(WHAT THIS TASK INVOLVES) Update the entries by replacing "bounding box" with "box" and keeping everything else the same. Leave the pictures out of your answer.

(RECORDS PROVIDED)
━━━━━━

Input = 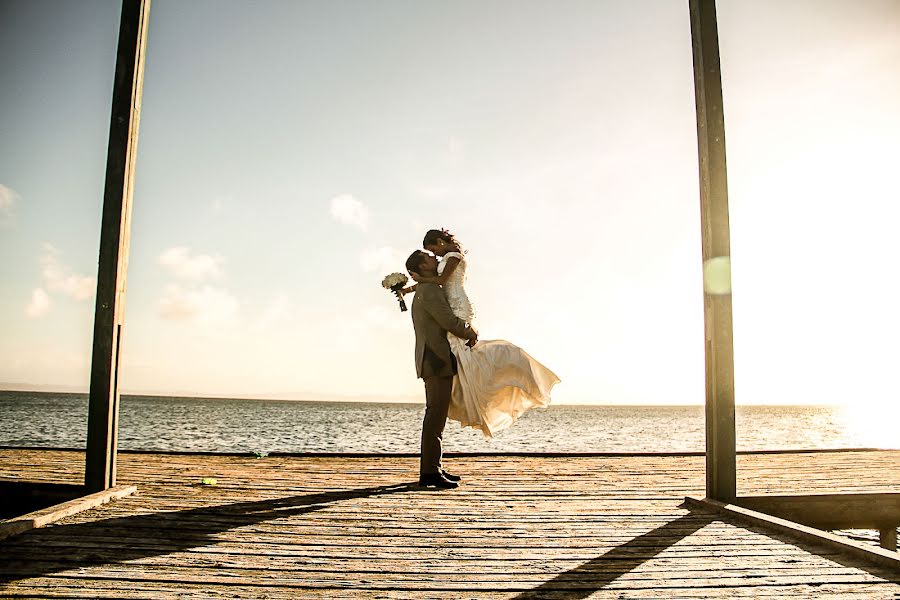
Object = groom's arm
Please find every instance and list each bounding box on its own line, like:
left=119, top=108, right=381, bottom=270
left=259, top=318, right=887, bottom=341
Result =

━━━━━━

(COMPLETE OUTPUT)
Input = 
Object = groom's arm
Please find every instance and list each box on its own line, like:
left=119, top=108, right=381, bottom=270
left=259, top=318, right=887, bottom=341
Result =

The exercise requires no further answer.